BEGIN Text under study
The lyrics are oblique, grandiose ruminations that one might come up with during a drug induced epiphany in that sometimes they’re  borderline unintelligible and sometimes genuinely insightful. “It was the clouds that carved the mountains / It was the mountains that made the kids scream” is a gorgeous metaphor that applies to both nature’s and music’s need  to rely on  arduous behind the scenes work to inspire awe in their audiences.    

Elsewhere the band’s growing pains were beginning to show. On  Feels and  the  folksy Sung Tongs ,Animal Collective reveled in youthful reverie and fondly recalled the freewheeling fun of childhood but here the nostalgic gazing is a bittersweet one. “What’s pain? What’s sadness anyway? It’s not crying like a child” is sung on the finickily opulent ‘Unresolved Mysteries’, in  a lyric that  understand that true emotional turmoil isn’t really known until well after the time its okay to show it.

Pop is deconstructed with zeal as the crackling sense of unpredictably pervades the album. ‘Chores’ is a sonic seizure of  hyperactive chanting  about doing  housework on a high  until the extended outro that  suddenly slows  into an eerie  comedown of  ambient haze. ‘Cuckoo Cuckoo’ is a schizoid number that jolts from spectral serenade with palindromic piano riffs to a volatile eruption of  chorus that documents the sense of losing one’s self when you lose touch with those you love. It’s not all existential insanity however, as the final track ‘Derek’  is a beautiful lament to  a late pet dog that prepared the singer for fatherhood.

Strawberry Jam also contains the best back-to-back  of not only  the band’s career but also in all of alternative music in the 2000’s. The one-two punch of ‘For Reverend Green’/’Fireworks’ is13 minutes of indie at its most incendiary. The former track is a powerhouse that once again yearns for the simplicity of childhood. On FRG, Avey Tare’s  voice is ferociously defiant as he’s backed up by a violent torrent of electronic  beats and cacophonous  soundbites. He howls like a madman on a mission  up until to a heart pounding chorus that pours over you in a tidal wave of euphoria.

‘Fireworks’ is the more hopeful side of the same coin in that it’s the rare moment on the album  the credulous world of idealistic infancy and embittered reality of adulthood can live in brief, symbiotic harmony.   Revisiting the past , or in this instance “That sacred night where we watched the fireworks” is  a worthwhile place to return to for once. The playful light show imagined in the lyrics is a sight to behold for all ages and the record’s most human moment. The jittery rhythm of the incessant beat, the cheerful ear worm of the  infectious vocals  and the echoed  guitar lines come together to form Animal Collective most optimistically indelible melody.
END Text under study
What this task involves =
Answer these questions from the album review:
(a) What is the final track, ‘Derek’, a lament to?
(b) Which two tracks make up the back-to-back pairing the review praises, and how long do they run together?
(c) On which track is “What’s pain? What’s sadness anyway? It’s not crying like a child” sung?
BEGIN Given information
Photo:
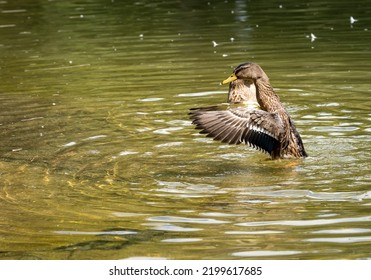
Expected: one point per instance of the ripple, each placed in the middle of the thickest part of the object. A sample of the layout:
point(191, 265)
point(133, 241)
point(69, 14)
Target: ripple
point(342, 231)
point(265, 253)
point(151, 99)
point(114, 232)
point(170, 227)
point(258, 232)
point(167, 130)
point(203, 93)
point(176, 219)
point(181, 240)
point(315, 222)
point(350, 239)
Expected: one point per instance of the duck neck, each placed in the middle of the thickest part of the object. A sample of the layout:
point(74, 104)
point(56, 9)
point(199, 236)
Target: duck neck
point(267, 98)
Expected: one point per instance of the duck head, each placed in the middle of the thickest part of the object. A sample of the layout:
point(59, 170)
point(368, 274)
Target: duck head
point(247, 71)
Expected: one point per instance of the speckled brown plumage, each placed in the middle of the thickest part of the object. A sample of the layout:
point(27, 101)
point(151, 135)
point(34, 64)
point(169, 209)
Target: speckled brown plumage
point(268, 128)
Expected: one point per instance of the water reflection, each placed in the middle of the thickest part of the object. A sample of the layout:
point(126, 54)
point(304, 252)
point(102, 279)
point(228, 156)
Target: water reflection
point(98, 159)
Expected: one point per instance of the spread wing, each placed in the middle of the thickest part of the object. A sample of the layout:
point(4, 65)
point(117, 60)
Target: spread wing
point(258, 128)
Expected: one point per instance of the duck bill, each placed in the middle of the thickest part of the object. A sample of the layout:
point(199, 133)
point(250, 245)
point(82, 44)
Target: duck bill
point(231, 78)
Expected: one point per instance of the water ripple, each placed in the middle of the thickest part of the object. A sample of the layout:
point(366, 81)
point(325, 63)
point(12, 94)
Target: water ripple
point(300, 223)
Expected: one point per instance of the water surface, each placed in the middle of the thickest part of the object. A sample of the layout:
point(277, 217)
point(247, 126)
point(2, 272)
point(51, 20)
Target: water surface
point(98, 159)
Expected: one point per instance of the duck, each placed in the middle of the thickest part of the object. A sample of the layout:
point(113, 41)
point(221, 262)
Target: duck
point(253, 115)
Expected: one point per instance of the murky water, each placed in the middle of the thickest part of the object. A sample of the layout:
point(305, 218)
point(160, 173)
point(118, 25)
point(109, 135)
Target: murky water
END Given information
Task solution =
(a) A late pet dog that prepared the singer for fatherhood.
(b) ‘For Reverend Green’ and ‘Fireworks’, which together run 13 minutes.
(c) ‘Unresolved Mysteries’.